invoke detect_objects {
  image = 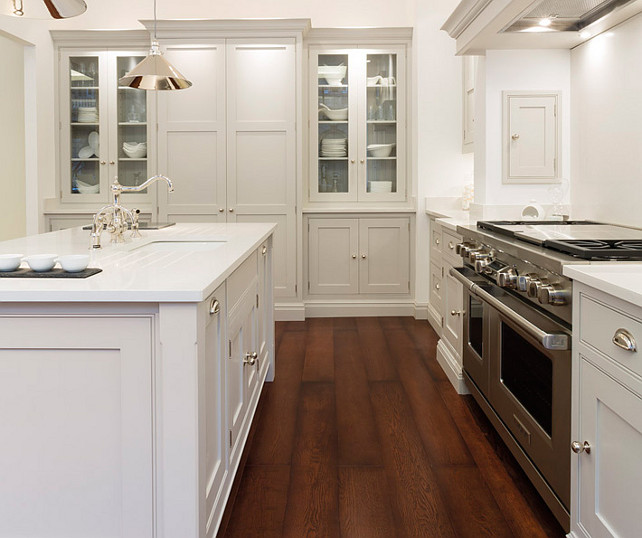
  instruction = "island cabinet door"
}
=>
[204,285,227,536]
[0,315,154,538]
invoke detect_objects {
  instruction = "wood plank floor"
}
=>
[218,318,564,538]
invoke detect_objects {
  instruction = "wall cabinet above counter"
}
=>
[441,0,642,55]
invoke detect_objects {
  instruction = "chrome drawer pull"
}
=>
[611,328,638,353]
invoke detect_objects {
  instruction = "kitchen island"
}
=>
[0,224,275,538]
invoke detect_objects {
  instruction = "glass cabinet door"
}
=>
[112,55,148,195]
[365,54,398,194]
[314,54,354,200]
[67,55,104,196]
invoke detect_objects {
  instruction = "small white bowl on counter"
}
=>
[0,254,24,273]
[24,254,58,273]
[56,254,89,273]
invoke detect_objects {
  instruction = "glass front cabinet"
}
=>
[60,51,153,203]
[310,47,406,202]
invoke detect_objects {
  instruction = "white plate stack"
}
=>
[321,138,348,158]
[78,106,98,123]
[370,181,392,192]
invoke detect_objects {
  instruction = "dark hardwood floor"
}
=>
[218,318,564,538]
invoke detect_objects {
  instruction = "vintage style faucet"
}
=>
[91,174,174,248]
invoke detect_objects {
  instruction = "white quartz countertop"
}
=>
[0,223,276,302]
[564,262,642,306]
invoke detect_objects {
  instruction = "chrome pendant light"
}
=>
[0,0,87,19]
[118,0,192,90]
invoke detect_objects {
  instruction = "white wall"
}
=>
[571,16,642,227]
[0,29,26,241]
[475,49,571,205]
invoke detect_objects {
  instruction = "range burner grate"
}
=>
[543,239,642,260]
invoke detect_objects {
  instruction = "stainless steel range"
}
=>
[451,221,642,531]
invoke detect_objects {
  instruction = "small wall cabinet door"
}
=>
[309,219,359,295]
[359,218,410,293]
[573,354,642,538]
[503,92,560,183]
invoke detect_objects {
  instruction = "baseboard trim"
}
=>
[305,301,415,318]
[415,303,428,319]
[274,303,305,321]
[437,338,470,394]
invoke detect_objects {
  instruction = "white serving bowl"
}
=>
[24,254,58,273]
[56,254,89,273]
[366,144,395,157]
[123,144,147,159]
[319,107,348,121]
[0,254,23,272]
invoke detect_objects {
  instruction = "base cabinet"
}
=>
[308,217,410,295]
[571,283,642,538]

######

Instructions for the task:
Render every line of the listing above as a numbered list, omitting any blank lines and excluding the picture from your answer.

Output below:
1. invoke detect_objects {
2.   image = 
3.   instruction = "island cabinet door"
4. }
5. =>
6. [204,285,227,536]
7. [0,315,154,538]
8. invoke detect_objects {
9.   instruction = "wood plank floor"
10. }
11. =>
12. [218,318,564,538]
13. invoke detect_objects {
14.   instruction = "wall cabinet above counter"
15. }
16. =>
17. [441,0,642,55]
18. invoke detect_objects {
19.   instruction = "chrome drawer pull"
20. }
21. =>
22. [611,328,638,353]
23. invoke detect_objects {
24.   instruction = "kitchen island"
25. }
26. =>
27. [0,224,275,538]
28. invoke detect_objects {
29.   instruction = "glass cabinet door"
30. }
31. =>
32. [112,55,148,195]
33. [365,54,398,194]
34. [314,54,354,200]
35. [67,55,104,196]
36. invoke detect_objects {
37.   instruction = "small white bowl on counter"
38. }
39. =>
40. [0,254,24,273]
41. [24,254,58,273]
42. [56,254,89,273]
43. invoke detect_objects {
44.   instruction = "glass front cabinet"
45. }
46. =>
47. [60,51,153,203]
48. [310,47,406,202]
49. invoke detect_objects {
50.   instruction = "white plate stack"
51. }
52. =>
53. [321,138,348,158]
54. [78,106,98,123]
55. [370,181,392,192]
56. invoke detect_objects {
57.   instruction = "dark hardwood floor"
58. }
59. =>
60. [218,318,564,538]
61. invoke detect_objects {
62.   instruction = "vintage style faucet"
63. }
64. =>
65. [91,174,174,248]
66. invoke detect_objects {
67.   instruction = "white quartz countertop"
68. }
69. =>
70. [0,223,276,302]
71. [564,262,642,306]
72. invoke detect_objects {
73.   instruction = "chrome pendant light"
74. }
75. =>
76. [0,0,87,19]
77. [118,0,192,90]
78. invoke detect_objects {
79.   instruction = "white wall"
80. }
81. =>
82. [571,16,642,227]
83. [0,29,26,241]
84. [475,49,571,205]
85. invoke detect_objects {
86.   instruction = "range burner grate"
87. }
88. =>
89. [543,239,642,260]
90. invoke detect_objects {
91.   instruction = "stainless steel range"
92. }
93. =>
94. [451,221,642,531]
95. invoke detect_objects {
96.   instruction = "small wall cabinet door"
97. }
98. =>
99. [309,219,359,295]
100. [359,218,410,293]
101. [573,354,642,538]
102. [503,92,560,183]
103. invoke detect_objects {
104.   instruction = "baseboard trim"
105. }
106. =>
107. [305,301,415,318]
108. [415,303,428,319]
109. [274,303,305,321]
110. [437,338,470,394]
111. invoke detect_objects {
112.   instruction = "white serving bowl"
113. }
114. =>
115. [24,254,58,273]
116. [56,254,89,273]
117. [366,144,395,157]
118. [123,144,147,159]
119. [319,107,348,121]
120. [0,254,23,272]
121. invoke detect_objects {
122.   instruction = "base cabinet"
123. }
124. =>
125. [308,217,410,295]
126. [571,283,642,538]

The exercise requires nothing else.